--- Dataset excerpts ---
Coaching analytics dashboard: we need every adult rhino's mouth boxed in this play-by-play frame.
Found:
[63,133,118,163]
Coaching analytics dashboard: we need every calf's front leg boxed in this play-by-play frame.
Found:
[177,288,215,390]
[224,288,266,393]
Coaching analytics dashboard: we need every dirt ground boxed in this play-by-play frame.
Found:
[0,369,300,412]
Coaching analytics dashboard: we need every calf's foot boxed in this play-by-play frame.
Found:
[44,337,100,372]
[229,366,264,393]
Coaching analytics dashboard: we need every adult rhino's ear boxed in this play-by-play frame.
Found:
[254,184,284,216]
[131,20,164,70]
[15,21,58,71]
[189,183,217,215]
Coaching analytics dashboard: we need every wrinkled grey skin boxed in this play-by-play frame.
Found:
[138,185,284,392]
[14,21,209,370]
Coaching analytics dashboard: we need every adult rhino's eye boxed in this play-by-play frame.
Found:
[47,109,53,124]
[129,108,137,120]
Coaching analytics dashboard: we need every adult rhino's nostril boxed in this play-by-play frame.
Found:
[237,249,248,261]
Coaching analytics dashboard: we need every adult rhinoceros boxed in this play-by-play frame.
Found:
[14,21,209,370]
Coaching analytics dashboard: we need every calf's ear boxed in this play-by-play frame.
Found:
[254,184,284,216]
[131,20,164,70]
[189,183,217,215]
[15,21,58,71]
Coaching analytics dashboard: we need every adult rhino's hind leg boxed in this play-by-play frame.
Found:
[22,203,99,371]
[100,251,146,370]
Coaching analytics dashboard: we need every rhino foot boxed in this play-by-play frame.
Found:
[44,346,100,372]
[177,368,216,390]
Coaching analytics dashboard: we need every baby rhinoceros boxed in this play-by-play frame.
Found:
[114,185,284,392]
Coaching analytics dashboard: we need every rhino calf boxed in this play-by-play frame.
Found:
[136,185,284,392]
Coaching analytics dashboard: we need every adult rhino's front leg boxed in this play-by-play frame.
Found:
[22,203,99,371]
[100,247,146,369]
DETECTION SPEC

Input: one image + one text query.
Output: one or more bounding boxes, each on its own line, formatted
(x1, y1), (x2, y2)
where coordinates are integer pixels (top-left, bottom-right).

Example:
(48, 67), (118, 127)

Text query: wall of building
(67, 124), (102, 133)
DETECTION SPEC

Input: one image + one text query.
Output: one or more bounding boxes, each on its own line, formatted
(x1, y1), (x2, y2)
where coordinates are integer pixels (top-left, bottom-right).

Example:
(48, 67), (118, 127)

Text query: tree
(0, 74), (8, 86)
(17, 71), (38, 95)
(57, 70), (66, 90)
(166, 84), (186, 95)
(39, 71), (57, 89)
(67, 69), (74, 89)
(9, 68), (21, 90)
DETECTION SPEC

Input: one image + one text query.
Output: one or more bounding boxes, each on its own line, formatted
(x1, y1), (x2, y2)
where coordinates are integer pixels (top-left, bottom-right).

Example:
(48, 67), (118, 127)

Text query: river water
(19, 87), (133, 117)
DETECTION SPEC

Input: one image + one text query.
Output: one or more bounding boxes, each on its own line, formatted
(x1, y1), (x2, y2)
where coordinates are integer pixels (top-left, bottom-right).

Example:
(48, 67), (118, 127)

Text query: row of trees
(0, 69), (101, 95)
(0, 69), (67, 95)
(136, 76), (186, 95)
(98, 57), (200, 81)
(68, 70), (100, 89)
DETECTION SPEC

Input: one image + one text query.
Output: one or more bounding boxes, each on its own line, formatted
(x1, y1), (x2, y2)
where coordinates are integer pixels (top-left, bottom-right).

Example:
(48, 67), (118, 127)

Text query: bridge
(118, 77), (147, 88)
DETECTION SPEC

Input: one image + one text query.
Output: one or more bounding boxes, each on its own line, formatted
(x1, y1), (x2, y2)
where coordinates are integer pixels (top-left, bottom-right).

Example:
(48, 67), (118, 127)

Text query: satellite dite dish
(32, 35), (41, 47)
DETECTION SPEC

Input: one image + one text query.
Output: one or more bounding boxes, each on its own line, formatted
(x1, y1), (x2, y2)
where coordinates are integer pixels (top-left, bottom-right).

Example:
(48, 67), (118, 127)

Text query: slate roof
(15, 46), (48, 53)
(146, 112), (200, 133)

--- Short task ---
Please format every line in all of the items above as a numbered list, leaving out the blank lines.

--- Expected answer ---
1. Coaching analytics dashboard: we need every adult rhino's mouth boxed in this play-by-play frame.
2. Found:
3. [63,133,118,163]
4. Coaching analytics dashboard: we need every calf's front leg boxed in this play-by-play frame.
5. Found:
6. [177,288,215,390]
7. [224,288,266,393]
8. Coaching analytics dashboard: we need every dirt ground boxed in this play-by-play frame.
9. Found:
10. [0,369,300,412]
11. Coaching analytics dashboard: we need every calf's foot boxed in this play-by-play frame.
12. Found:
13. [44,337,100,372]
14. [229,366,264,393]
15. Coaching analytics dashboard: we need every adult rhino's ear boxed in this play-by-play frame.
16. Found:
17. [254,184,284,216]
18. [131,20,164,70]
19. [15,21,58,71]
20. [189,183,217,215]
21. Coaching analytics dashboard: we need every wrinkled grey skin boxed in this play-by-play frame.
22. Found:
23. [138,185,284,392]
24. [14,21,209,370]
25. Coaching analytics dashboard: we need every adult rhino's eye boxed in this play-by-play frame.
26. Found:
27. [47,109,53,124]
28. [129,108,137,120]
29. Coaching analytics dashboard: we need every adult rhino's nostril boxed in this play-by-play frame.
30. Found:
31. [237,249,248,261]
32. Coaching analytics dashboard: we need every adult rhinoceros boxed in this play-by-play frame.
33. Found:
34. [14,21,209,370]
35. Coaching analytics dashboard: we need every calf's ear boxed in this play-by-play frame.
36. Found:
37. [254,184,284,216]
38. [131,20,164,70]
39. [189,183,217,215]
40. [15,21,58,71]
41. Coaching analytics dashboard: we need every adult rhino's hind leg boxed in this play-by-play frame.
42. Found:
43. [22,203,99,371]
44. [100,251,146,370]
45. Coaching analytics dashboard: we need every rhino foot boxed in this play-by-play frame.
46. Found:
47. [44,346,100,372]
48. [177,368,216,390]
49. Coaching analytics dashboard: we need every baby rhinoceros boxed in this play-by-play frame.
50. Found:
51. [114,185,284,392]
52. Coaching analytics dashboard: we need every rhino calf boxed in this play-by-play frame.
53. Found:
54. [136,185,284,392]
55. Coaching analytics dashboard: we need every adult rhino's front leg boxed in this play-by-play frame.
56. Found:
57. [22,203,99,371]
58. [100,247,146,369]
59. DETECTION SPEC
60. Input: one image + one text query.
61. Output: one or more bounding boxes, each on its own line, formatted
62. (x1, y1), (x2, y2)
63. where coordinates are integer pixels (top-left, bottom-right).
64. Example:
65. (48, 67), (118, 127)
66. Text query: wall of building
67. (67, 124), (102, 133)
68. DETECTION SPEC
69. Input: one image + one text query.
70. Output: one or more bounding boxes, each on its own line, formatted
71. (x1, y1), (x2, y2)
72. where coordinates are integer pixels (top-left, bottom-right).
73. Example:
74. (48, 67), (118, 127)
75. Text query: tree
76. (0, 74), (8, 86)
77. (17, 71), (38, 95)
78. (57, 70), (66, 90)
79. (166, 84), (186, 95)
80. (39, 71), (57, 89)
81. (67, 69), (74, 89)
82. (9, 68), (21, 90)
83. DETECTION SPEC
84. Input: one image + one text query.
85. Output: one or more bounding boxes, each on its own line, formatted
86. (x1, y1), (x2, y2)
87. where coordinates are integer pixels (top-left, bottom-right).
88. Example:
89. (48, 67), (118, 127)
90. Text query: river water
91. (19, 87), (133, 117)
92. DETECTION SPEC
93. Input: one image + one text query.
94. Output: one or more bounding boxes, each on its own line, formatted
95. (x1, y1), (x2, y2)
96. where coordinates are integer pixels (top-left, bottom-right).
97. Example:
98. (48, 67), (118, 127)
99. Text query: row of trees
100. (0, 69), (101, 95)
101. (0, 69), (67, 95)
102. (136, 76), (186, 95)
103. (98, 57), (200, 81)
104. (68, 70), (100, 89)
105. DETECTION SPEC
106. Input: one image + one text query.
107. Output: one or more bounding boxes, each on its own line, formatted
108. (x1, y1), (x2, y2)
109. where coordinates are integer pixels (top-left, bottom-right).
110. Example:
111. (48, 67), (118, 127)
112. Text query: bridge
113. (118, 77), (147, 88)
114. DETECTION SPEC
115. Input: one image + one text query.
116. Output: one or more bounding boxes, each on its own line, formatted
117. (x1, y1), (x2, y2)
118. where coordinates are integer pixels (top-left, bottom-right).
119. Example:
120. (48, 67), (118, 127)
121. Text query: satellite dite dish
122. (32, 35), (41, 47)
123. DETECTION SPEC
124. Input: one image + one text query.
125. Output: one or more bounding boxes, each on its own line, formatted
126. (x1, y1), (x2, y2)
127. where coordinates are integer pixels (top-left, bottom-right).
128. Example:
129. (48, 67), (118, 127)
130. Text query: slate roof
131. (15, 46), (48, 53)
132. (146, 112), (200, 133)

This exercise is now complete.